- _Verilen Metin_
*****
Birdy

Artemis Yayınları,William Wharton’un yapıtını Alan Parker’ın sinemaya aktardığı “Birdy” özgün adıyla Evrim Şolpan’ın çevirisiyle okura sunmayı uygun görmüş. Psikolojik yanı ağır basan kitap savaşın acımasızlığının yanında yazarın toplumunu kıyasıya eleştirdiği bir yapıt.
DOSTLUK, YARATILIŞ VE…
Birdy uçma tutkunu, kuş meraklısı, elinden gelse kuş olacak birisi. Hatta yatağını bile kuşları (kanarya) taklit ederek yeniden yapıyor.

Bu tip kişilerle günlük yaşamımızda karşılaşırız, ama bu kitaptaki Birdy adıyla karşımıza çıkan kahraman çok daha farklı.
Yapıtın dostluğun önemini anlatması açısından dikkat çekilmesi gereken yönleri var.
Yapıtta, Birdy çocukluk arkadaşının anlattıklarının dışındaki bölümlerde devreye giriyor. Kimi felsefi konulara, gençler açısından başlangıç sayabileceğimiz konulara giriyor. Örneğin yaradılış, düşünme, uygarlık… gibi. İlkçağlardan beri tartışılan yaratılış konusunda görüşü sudan yaratılma görüşünü dile getiriyor. Sudan gelmek, yaratılmak. İş bununla bitmiyor. Yazar, sudan geldik, insanın ait olduğu yer gökyüzüdür görüşünde.

“Biz suda çıktık. İnsanın ait olduğu yer gökyüzü. Altında yürümeye mecbur bırakılmış olsak da, gökyüzünde yaşıyoruz. Geri dönemeyiz. Bu çağ memelilerin ve kuşların çağı.” (s.42)
*****
- _Kayıtlardan Alıntılar_
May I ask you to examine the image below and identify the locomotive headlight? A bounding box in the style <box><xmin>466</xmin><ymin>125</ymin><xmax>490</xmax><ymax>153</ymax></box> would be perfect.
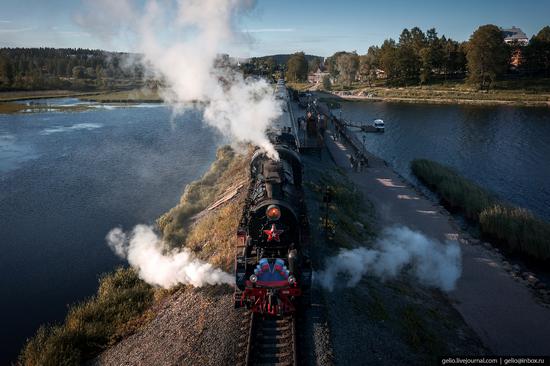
<box><xmin>265</xmin><ymin>205</ymin><xmax>281</xmax><ymax>221</ymax></box>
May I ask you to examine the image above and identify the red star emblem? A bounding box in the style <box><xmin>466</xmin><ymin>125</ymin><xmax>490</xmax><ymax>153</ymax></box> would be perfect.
<box><xmin>264</xmin><ymin>224</ymin><xmax>284</xmax><ymax>241</ymax></box>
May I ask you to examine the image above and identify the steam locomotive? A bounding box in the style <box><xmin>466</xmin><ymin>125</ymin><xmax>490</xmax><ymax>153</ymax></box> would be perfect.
<box><xmin>235</xmin><ymin>128</ymin><xmax>311</xmax><ymax>315</ymax></box>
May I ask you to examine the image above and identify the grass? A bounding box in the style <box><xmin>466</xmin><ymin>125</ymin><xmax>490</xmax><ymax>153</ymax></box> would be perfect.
<box><xmin>18</xmin><ymin>268</ymin><xmax>155</xmax><ymax>366</ymax></box>
<box><xmin>411</xmin><ymin>159</ymin><xmax>550</xmax><ymax>261</ymax></box>
<box><xmin>286</xmin><ymin>82</ymin><xmax>313</xmax><ymax>91</ymax></box>
<box><xmin>18</xmin><ymin>146</ymin><xmax>250</xmax><ymax>366</ymax></box>
<box><xmin>399</xmin><ymin>304</ymin><xmax>445</xmax><ymax>356</ymax></box>
<box><xmin>157</xmin><ymin>146</ymin><xmax>249</xmax><ymax>247</ymax></box>
<box><xmin>324</xmin><ymin>78</ymin><xmax>550</xmax><ymax>105</ymax></box>
<box><xmin>84</xmin><ymin>88</ymin><xmax>162</xmax><ymax>103</ymax></box>
<box><xmin>306</xmin><ymin>171</ymin><xmax>374</xmax><ymax>248</ymax></box>
<box><xmin>0</xmin><ymin>90</ymin><xmax>103</xmax><ymax>102</ymax></box>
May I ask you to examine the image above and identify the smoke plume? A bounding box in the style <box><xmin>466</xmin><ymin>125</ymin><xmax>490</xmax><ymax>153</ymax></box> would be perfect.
<box><xmin>76</xmin><ymin>0</ymin><xmax>282</xmax><ymax>157</ymax></box>
<box><xmin>315</xmin><ymin>227</ymin><xmax>461</xmax><ymax>291</ymax></box>
<box><xmin>106</xmin><ymin>225</ymin><xmax>234</xmax><ymax>288</ymax></box>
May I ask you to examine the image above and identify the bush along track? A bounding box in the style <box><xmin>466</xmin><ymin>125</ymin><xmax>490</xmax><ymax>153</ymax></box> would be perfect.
<box><xmin>411</xmin><ymin>159</ymin><xmax>550</xmax><ymax>262</ymax></box>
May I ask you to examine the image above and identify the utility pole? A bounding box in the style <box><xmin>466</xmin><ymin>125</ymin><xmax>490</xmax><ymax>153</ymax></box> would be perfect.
<box><xmin>323</xmin><ymin>186</ymin><xmax>332</xmax><ymax>236</ymax></box>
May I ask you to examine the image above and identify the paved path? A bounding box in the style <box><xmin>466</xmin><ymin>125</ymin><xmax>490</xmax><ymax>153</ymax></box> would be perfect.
<box><xmin>326</xmin><ymin>127</ymin><xmax>550</xmax><ymax>355</ymax></box>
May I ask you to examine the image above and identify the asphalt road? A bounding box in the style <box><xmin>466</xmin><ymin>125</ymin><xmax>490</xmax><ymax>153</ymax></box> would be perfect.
<box><xmin>325</xmin><ymin>125</ymin><xmax>550</xmax><ymax>355</ymax></box>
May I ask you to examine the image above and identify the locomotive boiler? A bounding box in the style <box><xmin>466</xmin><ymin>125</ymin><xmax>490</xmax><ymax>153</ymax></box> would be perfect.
<box><xmin>235</xmin><ymin>130</ymin><xmax>311</xmax><ymax>315</ymax></box>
*****
- _Alıştırma Yönergesi_
Birdy hakkındaki yazıda "DOSTLUK, YARATILIŞ VE…" ile başlayıp "yer gökyüzüdür görüşünde." ile biten bölümü, hiçbir değişiklik yapmadan yeniden yazın.

- _Görevin Çözümü_
DOSTLUK, YARATILIŞ VE…
Birdy uçma tutkunu, kuş meraklısı, elinden gelse kuş olacak birisi. Hatta yatağını bile kuşları (kanarya) taklit ederek yeniden yapıyor.

Bu tip kişilerle günlük yaşamımızda karşılaşırız, ama bu kitaptaki Birdy adıyla karşımıza çıkan kahraman çok daha farklı.
Yapıtın dostluğun önemini anlatması açısından dikkat çekilmesi gereken yönleri var.
Yapıtta, Birdy çocukluk arkadaşının anlattıklarının dışındaki bölümlerde devreye giriyor. Kimi felsefi konulara, gençler açısından başlangıç sayabileceğimiz konulara giriyor. Örneğin yaradılış, düşünme, uygarlık… gibi. İlkçağlardan beri tartışılan yaratılış konusunda görüşü sudan yaratılma görüşünü dile getiriyor. Sudan gelmek, yaratılmak. İş bununla bitmiyor. Yazar, sudan geldik, insanın ait olduğu yer gökyüzüdür görüşünde.